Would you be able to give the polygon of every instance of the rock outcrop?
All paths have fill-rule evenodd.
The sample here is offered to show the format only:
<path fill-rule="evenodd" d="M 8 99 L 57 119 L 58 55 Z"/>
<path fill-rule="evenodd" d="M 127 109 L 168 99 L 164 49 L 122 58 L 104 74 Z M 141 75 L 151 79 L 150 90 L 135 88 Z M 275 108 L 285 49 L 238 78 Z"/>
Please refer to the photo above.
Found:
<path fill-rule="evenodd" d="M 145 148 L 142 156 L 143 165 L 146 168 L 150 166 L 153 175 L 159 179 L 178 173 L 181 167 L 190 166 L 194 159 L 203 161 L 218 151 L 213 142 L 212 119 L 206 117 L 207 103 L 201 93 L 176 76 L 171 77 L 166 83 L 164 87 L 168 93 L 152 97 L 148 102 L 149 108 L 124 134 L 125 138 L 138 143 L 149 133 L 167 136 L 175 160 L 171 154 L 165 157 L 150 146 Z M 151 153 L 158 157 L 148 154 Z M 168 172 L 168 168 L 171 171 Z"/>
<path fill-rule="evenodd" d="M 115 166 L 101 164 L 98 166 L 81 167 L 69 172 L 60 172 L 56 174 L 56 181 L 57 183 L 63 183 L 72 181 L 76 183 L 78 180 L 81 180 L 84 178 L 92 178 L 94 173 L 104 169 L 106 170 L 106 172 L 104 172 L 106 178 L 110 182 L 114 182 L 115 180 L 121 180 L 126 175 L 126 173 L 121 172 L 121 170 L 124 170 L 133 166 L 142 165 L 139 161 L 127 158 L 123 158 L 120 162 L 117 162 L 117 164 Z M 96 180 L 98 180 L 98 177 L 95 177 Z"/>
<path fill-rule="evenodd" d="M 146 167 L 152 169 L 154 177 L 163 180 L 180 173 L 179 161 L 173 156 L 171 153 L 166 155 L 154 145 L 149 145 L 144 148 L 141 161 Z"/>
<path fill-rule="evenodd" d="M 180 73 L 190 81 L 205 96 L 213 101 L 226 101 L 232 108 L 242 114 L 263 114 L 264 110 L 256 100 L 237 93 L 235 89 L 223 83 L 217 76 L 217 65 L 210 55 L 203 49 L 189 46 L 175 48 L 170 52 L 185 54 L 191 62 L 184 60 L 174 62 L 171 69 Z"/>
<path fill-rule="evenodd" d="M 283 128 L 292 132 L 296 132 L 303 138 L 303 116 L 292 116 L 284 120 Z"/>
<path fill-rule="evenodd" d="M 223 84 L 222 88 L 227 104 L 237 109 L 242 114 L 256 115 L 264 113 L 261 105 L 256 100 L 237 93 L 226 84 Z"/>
====
Travail demandé: Mettez à l'échelle les lignes ci-dessus en les reproduisant toutes, demandes comprises, et multipliez par 0,65 chaque coordonnée des tracés donnés en réponse uniquement. Arrondissez chaque résultat à l'entier le plus proche, les demis étant arrondis vers le haut.

Résultat obtenu:
Would you be able to give the polygon of every instance of the rock outcrop?
All paths have fill-rule evenodd.
The sample here is offered to show the format only:
<path fill-rule="evenodd" d="M 8 99 L 57 119 L 58 55 Z"/>
<path fill-rule="evenodd" d="M 127 109 L 168 99 L 164 49 L 122 58 L 104 74 Z M 141 75 L 151 79 L 150 90 L 135 88 Z M 275 108 L 285 49 L 238 78 Z"/>
Please refer to the photo above.
Found:
<path fill-rule="evenodd" d="M 94 96 L 92 101 L 93 107 L 95 109 L 98 108 L 99 114 L 103 116 L 116 112 L 118 109 L 124 108 L 126 103 L 132 105 L 142 98 L 138 92 L 138 77 L 134 76 L 135 67 L 131 60 L 114 49 L 111 50 L 108 54 L 107 57 L 109 60 L 99 63 L 96 66 L 97 70 L 81 87 L 81 90 L 90 93 L 97 86 L 109 88 L 114 104 L 111 100 L 107 102 L 98 95 Z M 98 99 L 103 102 L 96 100 Z M 109 112 L 109 109 L 111 111 Z"/>
<path fill-rule="evenodd" d="M 75 108 L 66 107 L 64 108 L 53 109 L 45 112 L 39 112 L 36 113 L 36 118 L 37 119 L 41 119 L 47 118 L 49 119 L 51 117 L 53 117 L 55 116 L 60 116 L 61 112 L 68 110 L 69 111 L 69 112 L 68 112 L 69 116 L 72 118 L 74 118 L 75 117 L 79 117 L 82 114 L 82 112 L 79 112 L 79 111 L 81 111 L 86 108 L 92 107 L 90 105 L 83 103 L 80 103 L 78 105 L 76 105 L 76 107 Z M 62 117 L 64 117 L 64 115 L 62 115 Z"/>
<path fill-rule="evenodd" d="M 95 109 L 99 110 L 100 115 L 106 117 L 117 112 L 116 105 L 112 101 L 111 99 L 108 101 L 100 94 L 97 94 L 94 96 L 92 105 Z"/>
<path fill-rule="evenodd" d="M 117 47 L 124 53 L 133 62 L 138 66 L 147 66 L 151 70 L 157 74 L 171 74 L 172 72 L 166 65 L 154 60 L 153 58 L 145 54 L 141 49 L 141 42 L 137 36 L 132 32 L 123 30 L 114 31 L 111 34 L 120 35 L 124 40 L 120 39 L 113 40 L 111 45 Z"/>
<path fill-rule="evenodd" d="M 184 83 L 190 86 L 192 86 L 197 90 L 197 75 L 190 75 L 185 78 Z"/>
<path fill-rule="evenodd" d="M 145 55 L 144 57 L 148 68 L 154 71 L 157 74 L 166 75 L 172 73 L 170 68 L 166 65 L 154 60 L 147 55 Z"/>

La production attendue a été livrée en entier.